IHRE AUFGABE |
Welches Gremium hat laut dem Textauszug über Katarina Barley das Gutachten zur Wohnungspolitik vorgelegt?

TEXTAUSZUG |
____________
Hoffentlich eine einmalige Entgleisung: Justizministerin Barleys gefährliche Wissenschaftsschelte.

Katarina Barley. Foto: INSM, CC BY-ND 2.0.

AUSGERECHNET KATARINA BARLEY. Die Nachfolgerin von Heiko Maas gilt unter den Mitarbeitern im Bundesjustizministerium als echter Gewinn: an der Sache interessiert, kenntnisreich, nicht in erster Linie auf den Show-Effekt aus. Umso mehr wundert, ja verstört, wie sich die promovierte Juristin vergangene Woche zur Arbeit von Forschern geäußert hat.

 

Anlass für Barleys Entgleisung war ein Gutachten zur Wohnungspolitik, das der Wissenschaftliche Beirat beim Wirtschaftsministerium vorgelegt hatte und in dem die Forscher den weitgehenden Verzicht auf den sozialen Wohnungsbau und die Streichung der Mietpreisbremse empfahlen. Barleys Kommentar: Es sei "unverantwortlich, wenn Wissenschaftler jetzt gegen den sozialen Wohnungsbau argumentieren und das den Markt regeln lassen wollen". Fragt sich: Von welcher Verantwortung sprach Barley eigentlich? Etwa eine den regierenden Parteien gegenüber?  

 

Und dann belehrte die Barley die Wissenschaftler auch noch: "Jeder weiß, dass der Markt von sich aus nur wenige bezahlbare Wohnungen schafft", sagte die Sozialdemokratin der Rheinischen Post. Klar, jeder. Nur diese weltfremden Wissenschaftler, die natürlich nicht.

 

Anfang dieser Woche bekam die Justizministerin Unterstützung von Finanzminister Olaf Scholz (ebenfalls SPD). Was die Wissenschaftler geschrieben hätte, sei "alles Quatsch" und "großer Kokolores", sagte Scholz der FAZ (leider nicht online).
____________
AUSGEWÄHLTE DATENSÄTZE |
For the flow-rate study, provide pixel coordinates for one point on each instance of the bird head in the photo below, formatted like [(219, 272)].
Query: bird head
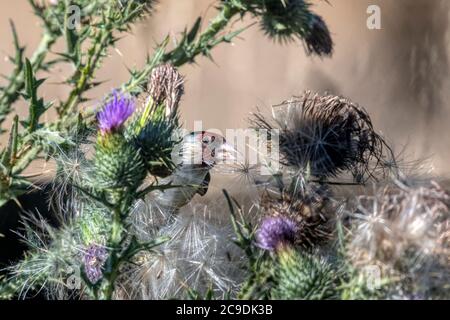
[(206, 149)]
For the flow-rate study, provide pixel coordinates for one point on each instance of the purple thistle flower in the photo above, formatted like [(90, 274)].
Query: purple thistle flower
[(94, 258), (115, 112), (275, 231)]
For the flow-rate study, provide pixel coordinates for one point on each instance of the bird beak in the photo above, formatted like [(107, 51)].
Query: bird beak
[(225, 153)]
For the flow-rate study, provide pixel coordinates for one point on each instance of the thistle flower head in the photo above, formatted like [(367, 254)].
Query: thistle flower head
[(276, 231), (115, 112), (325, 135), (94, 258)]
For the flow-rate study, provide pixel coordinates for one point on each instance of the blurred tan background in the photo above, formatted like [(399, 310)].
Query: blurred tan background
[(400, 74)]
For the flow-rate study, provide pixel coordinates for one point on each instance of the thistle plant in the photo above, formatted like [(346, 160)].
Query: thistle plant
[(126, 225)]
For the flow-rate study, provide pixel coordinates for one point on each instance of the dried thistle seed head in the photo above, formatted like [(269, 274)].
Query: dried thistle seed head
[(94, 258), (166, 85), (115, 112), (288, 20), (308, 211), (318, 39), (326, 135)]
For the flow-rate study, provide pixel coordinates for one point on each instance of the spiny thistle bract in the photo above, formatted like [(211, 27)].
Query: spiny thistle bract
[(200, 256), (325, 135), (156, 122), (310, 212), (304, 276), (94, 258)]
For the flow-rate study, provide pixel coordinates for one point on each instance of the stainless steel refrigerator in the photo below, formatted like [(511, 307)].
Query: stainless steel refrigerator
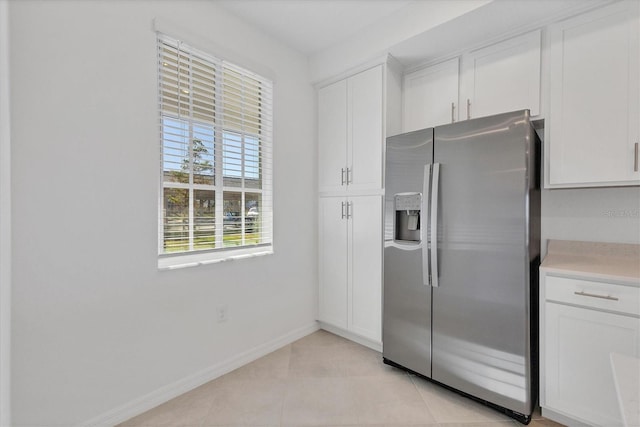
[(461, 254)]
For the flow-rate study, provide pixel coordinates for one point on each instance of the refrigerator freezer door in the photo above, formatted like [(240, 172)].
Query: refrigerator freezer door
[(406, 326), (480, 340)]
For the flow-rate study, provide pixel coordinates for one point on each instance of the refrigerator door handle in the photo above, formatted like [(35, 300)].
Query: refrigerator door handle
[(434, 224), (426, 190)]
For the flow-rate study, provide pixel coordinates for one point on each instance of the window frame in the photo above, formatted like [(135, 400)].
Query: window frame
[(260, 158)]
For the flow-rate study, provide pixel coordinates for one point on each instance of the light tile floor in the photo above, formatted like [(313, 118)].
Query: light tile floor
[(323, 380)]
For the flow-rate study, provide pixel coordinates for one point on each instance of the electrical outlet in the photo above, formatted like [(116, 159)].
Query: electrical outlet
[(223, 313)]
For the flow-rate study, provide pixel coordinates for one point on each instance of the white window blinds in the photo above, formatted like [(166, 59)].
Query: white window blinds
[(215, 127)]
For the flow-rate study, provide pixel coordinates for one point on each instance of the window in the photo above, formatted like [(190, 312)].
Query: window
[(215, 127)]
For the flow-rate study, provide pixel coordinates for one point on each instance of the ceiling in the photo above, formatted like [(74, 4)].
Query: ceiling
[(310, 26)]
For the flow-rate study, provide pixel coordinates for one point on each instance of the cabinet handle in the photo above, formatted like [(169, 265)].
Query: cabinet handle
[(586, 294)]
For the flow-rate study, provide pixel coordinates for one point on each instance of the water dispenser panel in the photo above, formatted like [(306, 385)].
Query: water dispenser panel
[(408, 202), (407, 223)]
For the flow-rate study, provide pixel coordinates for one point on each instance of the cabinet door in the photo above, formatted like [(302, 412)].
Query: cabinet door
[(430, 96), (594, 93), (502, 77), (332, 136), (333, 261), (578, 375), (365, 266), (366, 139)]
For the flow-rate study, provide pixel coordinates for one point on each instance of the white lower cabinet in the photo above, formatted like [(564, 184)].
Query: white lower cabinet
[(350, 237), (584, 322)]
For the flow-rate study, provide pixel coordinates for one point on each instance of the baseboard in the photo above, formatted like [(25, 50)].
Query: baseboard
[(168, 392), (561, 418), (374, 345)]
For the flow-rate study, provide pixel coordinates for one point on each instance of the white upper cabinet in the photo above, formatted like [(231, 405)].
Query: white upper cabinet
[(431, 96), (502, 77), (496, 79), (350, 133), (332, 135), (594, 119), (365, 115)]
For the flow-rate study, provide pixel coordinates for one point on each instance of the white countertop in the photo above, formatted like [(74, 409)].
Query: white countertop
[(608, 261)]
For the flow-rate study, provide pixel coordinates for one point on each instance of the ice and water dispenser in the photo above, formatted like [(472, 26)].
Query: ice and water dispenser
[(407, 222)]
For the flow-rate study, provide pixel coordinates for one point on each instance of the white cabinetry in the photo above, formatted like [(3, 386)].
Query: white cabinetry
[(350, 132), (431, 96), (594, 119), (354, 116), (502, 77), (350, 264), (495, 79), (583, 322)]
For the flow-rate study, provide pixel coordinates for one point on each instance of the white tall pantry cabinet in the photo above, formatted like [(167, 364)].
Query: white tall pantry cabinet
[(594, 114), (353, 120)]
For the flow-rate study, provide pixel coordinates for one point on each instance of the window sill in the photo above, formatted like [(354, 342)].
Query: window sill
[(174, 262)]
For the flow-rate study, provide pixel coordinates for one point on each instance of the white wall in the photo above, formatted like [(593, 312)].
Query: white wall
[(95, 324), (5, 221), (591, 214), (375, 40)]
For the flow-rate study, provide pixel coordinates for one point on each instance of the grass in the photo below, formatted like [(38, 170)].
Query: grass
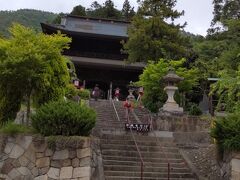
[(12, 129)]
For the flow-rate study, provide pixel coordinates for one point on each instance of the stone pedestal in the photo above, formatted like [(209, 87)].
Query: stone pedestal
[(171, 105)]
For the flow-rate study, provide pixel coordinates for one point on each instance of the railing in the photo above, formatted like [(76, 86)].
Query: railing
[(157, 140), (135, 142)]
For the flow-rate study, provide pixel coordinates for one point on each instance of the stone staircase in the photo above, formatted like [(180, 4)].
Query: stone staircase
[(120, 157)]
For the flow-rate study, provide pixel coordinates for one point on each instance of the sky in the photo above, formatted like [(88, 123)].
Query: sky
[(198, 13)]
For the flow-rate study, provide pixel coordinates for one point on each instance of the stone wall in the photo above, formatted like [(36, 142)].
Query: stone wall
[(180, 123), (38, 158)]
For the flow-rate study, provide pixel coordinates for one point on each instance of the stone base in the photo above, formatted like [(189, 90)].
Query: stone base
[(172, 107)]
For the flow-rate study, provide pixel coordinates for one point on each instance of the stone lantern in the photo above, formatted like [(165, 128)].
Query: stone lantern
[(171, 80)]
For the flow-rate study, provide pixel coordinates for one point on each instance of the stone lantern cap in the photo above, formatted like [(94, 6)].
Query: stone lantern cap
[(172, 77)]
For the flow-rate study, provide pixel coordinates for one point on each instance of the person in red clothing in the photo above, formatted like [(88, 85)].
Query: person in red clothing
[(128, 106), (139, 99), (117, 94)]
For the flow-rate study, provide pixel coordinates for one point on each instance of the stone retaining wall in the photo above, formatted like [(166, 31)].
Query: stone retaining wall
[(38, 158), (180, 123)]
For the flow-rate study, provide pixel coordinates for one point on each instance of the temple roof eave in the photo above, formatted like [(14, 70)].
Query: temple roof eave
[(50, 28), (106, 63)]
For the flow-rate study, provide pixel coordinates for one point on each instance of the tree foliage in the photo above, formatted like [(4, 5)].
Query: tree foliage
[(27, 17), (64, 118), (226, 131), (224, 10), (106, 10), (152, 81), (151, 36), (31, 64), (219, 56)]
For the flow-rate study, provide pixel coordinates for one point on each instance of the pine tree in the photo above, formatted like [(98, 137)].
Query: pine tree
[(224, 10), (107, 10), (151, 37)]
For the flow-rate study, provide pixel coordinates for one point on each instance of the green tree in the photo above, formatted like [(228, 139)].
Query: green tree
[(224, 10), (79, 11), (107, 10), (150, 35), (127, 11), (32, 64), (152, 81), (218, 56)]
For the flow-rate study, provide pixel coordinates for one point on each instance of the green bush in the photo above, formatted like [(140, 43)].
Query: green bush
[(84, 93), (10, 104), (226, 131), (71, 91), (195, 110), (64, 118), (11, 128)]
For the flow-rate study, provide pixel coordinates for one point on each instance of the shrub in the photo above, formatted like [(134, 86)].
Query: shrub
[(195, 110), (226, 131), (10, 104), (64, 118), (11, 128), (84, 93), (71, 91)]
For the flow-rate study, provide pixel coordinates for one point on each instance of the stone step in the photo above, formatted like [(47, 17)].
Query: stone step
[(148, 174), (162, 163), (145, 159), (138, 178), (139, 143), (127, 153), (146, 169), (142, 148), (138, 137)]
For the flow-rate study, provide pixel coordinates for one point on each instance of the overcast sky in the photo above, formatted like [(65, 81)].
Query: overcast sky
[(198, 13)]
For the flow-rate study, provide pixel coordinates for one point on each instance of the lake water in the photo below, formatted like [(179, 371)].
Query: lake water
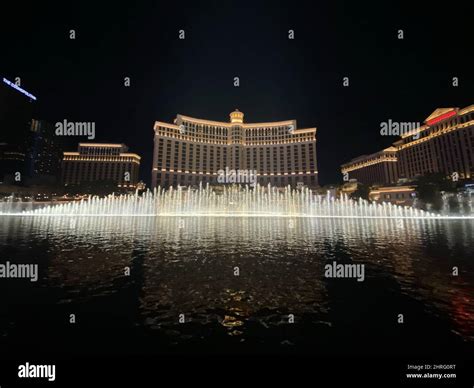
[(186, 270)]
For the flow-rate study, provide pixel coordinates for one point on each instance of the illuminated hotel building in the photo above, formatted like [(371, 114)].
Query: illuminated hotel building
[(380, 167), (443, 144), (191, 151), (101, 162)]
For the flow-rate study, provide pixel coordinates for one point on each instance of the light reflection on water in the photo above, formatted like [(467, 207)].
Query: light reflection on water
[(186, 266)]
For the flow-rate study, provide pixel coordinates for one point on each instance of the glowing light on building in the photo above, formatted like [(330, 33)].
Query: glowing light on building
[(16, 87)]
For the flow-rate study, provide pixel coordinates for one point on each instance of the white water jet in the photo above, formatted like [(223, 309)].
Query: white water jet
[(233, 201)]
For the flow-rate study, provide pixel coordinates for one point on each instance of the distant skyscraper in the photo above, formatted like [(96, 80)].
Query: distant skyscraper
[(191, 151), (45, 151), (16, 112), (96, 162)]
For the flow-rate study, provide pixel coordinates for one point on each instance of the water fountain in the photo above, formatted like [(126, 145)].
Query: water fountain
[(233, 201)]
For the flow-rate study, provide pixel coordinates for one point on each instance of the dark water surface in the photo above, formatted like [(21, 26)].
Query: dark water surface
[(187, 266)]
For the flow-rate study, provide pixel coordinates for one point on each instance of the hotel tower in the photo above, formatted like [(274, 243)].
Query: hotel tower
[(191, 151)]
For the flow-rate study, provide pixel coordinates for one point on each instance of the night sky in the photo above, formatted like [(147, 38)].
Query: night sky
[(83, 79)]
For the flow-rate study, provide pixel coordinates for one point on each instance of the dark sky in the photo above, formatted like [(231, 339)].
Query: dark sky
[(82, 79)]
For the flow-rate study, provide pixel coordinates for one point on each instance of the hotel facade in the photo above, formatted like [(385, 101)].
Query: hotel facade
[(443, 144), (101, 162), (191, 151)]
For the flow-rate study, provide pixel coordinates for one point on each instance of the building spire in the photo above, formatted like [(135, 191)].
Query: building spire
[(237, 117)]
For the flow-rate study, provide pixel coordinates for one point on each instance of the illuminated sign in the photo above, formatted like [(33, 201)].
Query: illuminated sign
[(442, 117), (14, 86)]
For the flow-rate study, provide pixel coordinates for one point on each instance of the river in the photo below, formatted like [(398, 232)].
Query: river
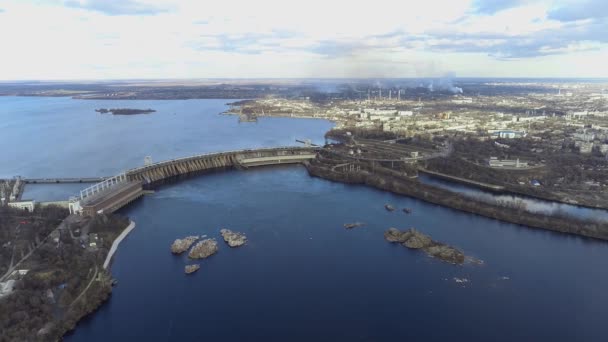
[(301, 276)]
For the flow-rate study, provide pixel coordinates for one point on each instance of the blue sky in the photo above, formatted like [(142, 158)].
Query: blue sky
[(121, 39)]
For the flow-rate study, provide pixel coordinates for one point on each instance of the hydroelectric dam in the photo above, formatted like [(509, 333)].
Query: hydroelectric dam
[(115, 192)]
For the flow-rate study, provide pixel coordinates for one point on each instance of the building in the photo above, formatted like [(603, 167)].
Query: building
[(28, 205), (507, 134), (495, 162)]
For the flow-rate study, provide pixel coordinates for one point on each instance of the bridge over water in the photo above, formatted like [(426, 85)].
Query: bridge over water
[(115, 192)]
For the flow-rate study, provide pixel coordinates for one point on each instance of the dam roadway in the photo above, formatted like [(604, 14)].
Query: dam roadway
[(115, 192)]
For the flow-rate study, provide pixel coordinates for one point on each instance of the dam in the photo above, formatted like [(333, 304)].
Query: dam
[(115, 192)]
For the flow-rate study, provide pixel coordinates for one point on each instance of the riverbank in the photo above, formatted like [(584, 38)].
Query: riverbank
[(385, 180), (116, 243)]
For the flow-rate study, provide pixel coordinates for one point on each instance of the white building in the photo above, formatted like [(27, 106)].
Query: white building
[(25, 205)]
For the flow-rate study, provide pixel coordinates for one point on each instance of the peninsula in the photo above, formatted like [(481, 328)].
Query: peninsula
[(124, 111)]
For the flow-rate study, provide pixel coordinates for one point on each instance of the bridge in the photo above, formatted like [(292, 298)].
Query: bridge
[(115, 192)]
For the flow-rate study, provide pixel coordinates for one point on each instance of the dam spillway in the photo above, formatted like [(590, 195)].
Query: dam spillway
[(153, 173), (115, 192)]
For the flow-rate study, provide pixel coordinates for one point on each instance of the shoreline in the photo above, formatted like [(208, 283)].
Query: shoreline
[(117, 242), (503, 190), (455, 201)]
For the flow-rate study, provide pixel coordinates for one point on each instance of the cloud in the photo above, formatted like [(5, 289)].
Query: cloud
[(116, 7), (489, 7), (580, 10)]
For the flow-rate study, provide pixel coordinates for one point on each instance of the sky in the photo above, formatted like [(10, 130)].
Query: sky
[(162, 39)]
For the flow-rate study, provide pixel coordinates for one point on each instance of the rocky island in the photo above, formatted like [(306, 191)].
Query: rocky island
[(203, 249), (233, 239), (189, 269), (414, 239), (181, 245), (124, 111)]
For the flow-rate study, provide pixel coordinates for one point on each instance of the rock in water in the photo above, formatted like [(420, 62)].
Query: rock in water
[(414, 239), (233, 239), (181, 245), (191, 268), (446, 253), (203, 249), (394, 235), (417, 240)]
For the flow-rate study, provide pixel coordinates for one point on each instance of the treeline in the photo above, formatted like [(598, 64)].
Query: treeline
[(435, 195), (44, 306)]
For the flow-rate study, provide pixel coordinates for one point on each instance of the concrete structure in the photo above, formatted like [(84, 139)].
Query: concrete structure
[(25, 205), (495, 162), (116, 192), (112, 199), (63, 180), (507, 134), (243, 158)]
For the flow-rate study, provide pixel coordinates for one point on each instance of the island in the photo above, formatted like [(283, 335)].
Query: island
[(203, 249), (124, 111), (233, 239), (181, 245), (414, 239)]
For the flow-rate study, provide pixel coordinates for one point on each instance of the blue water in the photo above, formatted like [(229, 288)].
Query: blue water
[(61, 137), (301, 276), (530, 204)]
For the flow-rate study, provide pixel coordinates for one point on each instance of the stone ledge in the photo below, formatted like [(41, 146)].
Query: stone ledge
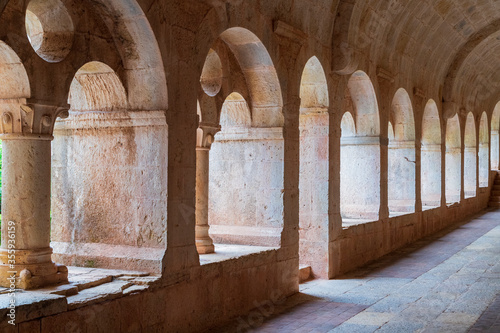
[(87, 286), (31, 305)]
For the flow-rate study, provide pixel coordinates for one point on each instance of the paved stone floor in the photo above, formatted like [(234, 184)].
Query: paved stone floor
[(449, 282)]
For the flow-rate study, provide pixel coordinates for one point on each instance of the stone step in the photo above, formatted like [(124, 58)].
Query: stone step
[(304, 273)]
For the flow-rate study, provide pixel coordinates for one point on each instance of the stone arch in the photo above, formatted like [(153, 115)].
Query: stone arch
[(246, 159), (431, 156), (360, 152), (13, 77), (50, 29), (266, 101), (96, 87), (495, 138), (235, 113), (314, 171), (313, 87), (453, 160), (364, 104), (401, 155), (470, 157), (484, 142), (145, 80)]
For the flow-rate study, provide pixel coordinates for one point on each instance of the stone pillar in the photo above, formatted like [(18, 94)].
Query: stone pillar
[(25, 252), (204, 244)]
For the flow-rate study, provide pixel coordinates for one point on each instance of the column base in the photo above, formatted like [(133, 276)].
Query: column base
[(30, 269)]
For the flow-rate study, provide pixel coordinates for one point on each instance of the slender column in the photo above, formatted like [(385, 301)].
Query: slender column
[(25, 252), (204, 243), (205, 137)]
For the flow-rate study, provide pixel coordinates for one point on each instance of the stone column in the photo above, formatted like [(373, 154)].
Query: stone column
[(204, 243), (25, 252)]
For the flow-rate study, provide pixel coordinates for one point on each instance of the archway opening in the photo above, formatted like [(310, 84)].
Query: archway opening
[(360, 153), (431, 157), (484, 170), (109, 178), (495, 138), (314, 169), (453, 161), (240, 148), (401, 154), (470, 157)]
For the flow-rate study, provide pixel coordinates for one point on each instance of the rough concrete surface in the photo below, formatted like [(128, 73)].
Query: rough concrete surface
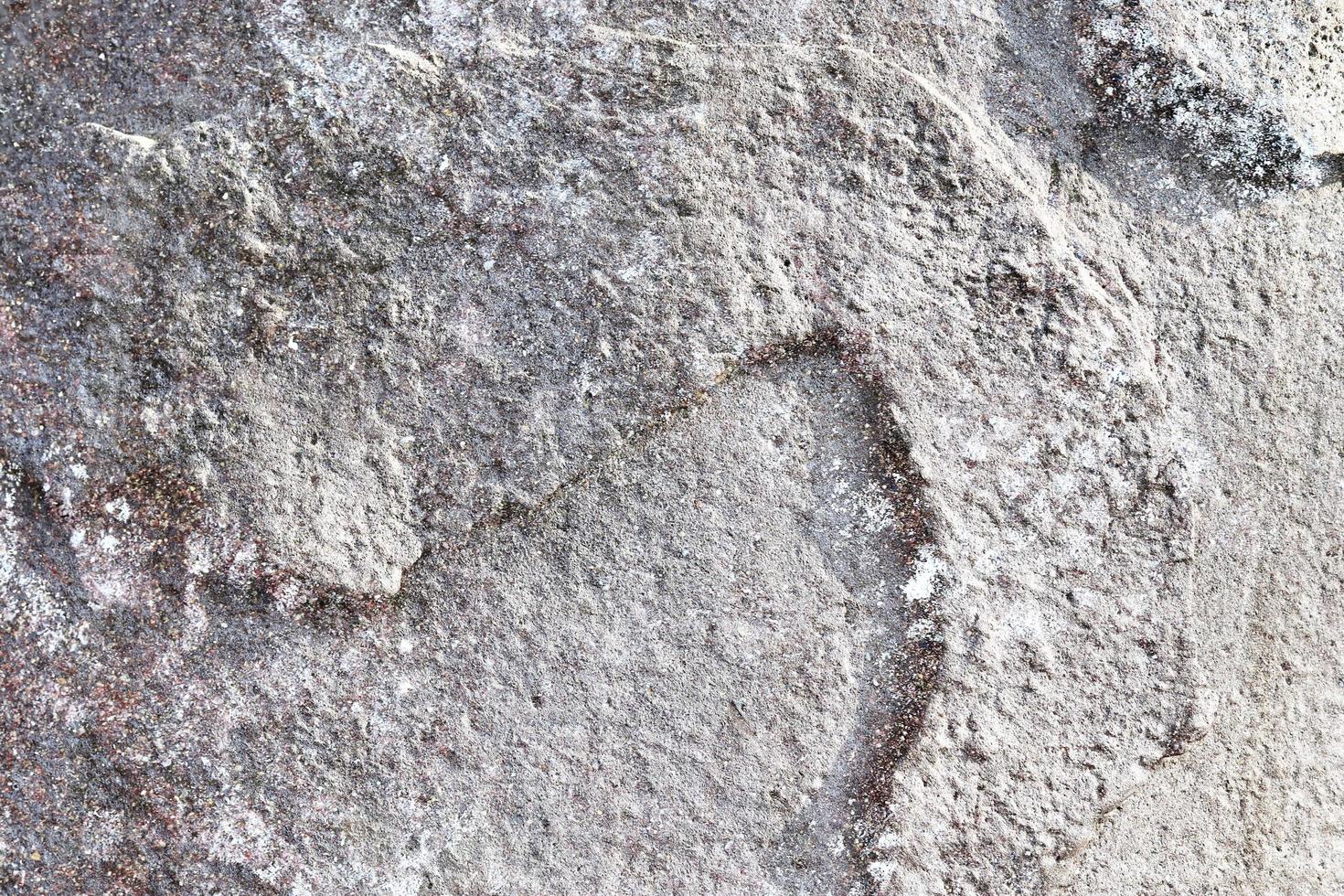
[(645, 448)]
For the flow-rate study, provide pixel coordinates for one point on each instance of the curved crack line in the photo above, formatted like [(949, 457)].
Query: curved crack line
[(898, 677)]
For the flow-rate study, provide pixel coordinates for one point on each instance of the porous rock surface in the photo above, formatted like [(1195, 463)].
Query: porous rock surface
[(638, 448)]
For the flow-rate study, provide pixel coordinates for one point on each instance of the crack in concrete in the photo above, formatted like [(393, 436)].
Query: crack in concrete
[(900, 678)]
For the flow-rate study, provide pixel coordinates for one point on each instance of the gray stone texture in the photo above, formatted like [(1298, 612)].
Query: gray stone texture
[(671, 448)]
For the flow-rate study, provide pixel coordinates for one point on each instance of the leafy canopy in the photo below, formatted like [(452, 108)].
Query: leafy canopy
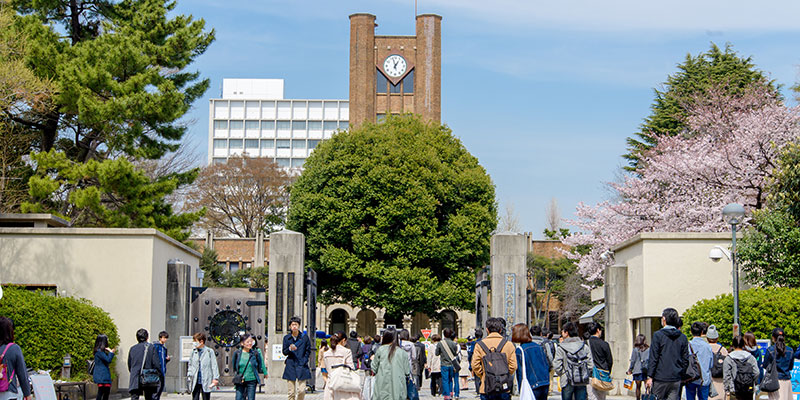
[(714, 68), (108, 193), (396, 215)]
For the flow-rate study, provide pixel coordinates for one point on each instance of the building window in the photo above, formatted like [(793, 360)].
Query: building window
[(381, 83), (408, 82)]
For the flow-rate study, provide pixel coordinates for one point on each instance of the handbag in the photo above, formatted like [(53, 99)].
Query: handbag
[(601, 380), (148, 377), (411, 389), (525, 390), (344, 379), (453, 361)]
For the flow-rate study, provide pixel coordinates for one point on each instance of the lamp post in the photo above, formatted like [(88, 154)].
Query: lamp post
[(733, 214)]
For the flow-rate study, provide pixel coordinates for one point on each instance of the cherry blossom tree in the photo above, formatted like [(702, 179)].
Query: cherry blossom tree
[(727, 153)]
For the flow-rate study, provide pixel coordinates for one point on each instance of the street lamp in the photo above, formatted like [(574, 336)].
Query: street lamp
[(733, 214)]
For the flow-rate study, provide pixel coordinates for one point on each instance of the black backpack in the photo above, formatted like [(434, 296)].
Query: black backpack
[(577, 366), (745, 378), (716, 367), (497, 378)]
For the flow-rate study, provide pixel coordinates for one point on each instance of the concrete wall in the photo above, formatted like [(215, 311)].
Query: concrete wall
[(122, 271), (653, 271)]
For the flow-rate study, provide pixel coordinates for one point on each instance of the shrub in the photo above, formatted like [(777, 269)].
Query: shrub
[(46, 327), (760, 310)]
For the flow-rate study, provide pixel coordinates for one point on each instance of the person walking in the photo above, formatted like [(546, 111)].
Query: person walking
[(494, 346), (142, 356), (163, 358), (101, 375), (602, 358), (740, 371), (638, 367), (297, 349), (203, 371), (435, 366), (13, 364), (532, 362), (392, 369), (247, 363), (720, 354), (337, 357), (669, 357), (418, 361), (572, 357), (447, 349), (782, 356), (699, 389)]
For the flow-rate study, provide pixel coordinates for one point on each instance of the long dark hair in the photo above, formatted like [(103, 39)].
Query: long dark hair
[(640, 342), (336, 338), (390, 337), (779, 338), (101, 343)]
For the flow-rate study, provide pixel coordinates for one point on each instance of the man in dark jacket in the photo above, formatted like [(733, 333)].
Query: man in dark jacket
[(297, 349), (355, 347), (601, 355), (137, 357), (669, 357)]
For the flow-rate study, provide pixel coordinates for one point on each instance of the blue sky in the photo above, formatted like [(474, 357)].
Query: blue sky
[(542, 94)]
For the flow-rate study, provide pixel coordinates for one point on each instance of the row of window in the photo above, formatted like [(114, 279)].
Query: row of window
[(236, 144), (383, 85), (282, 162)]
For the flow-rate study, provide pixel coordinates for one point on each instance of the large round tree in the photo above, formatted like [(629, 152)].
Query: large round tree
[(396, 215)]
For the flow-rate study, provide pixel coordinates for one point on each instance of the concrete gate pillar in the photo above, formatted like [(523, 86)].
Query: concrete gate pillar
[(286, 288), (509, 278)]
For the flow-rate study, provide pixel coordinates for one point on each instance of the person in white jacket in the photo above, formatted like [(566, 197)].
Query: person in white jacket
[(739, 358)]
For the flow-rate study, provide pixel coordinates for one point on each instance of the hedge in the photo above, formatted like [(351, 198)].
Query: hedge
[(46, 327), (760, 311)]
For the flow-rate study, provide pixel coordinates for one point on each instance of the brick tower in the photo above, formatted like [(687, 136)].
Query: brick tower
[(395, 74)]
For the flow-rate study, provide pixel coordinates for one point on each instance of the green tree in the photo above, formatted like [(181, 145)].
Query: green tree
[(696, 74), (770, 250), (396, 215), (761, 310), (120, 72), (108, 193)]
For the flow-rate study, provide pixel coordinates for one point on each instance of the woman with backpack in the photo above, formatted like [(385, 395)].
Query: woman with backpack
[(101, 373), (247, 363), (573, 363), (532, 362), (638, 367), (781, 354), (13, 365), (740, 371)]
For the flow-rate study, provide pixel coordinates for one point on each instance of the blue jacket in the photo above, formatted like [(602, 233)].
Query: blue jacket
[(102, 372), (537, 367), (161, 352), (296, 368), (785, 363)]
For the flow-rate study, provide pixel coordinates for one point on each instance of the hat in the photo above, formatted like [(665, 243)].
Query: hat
____________
DIE LÖSUNG |
Der Wissenschaftliche Beirat beim Wirtschaftsministerium.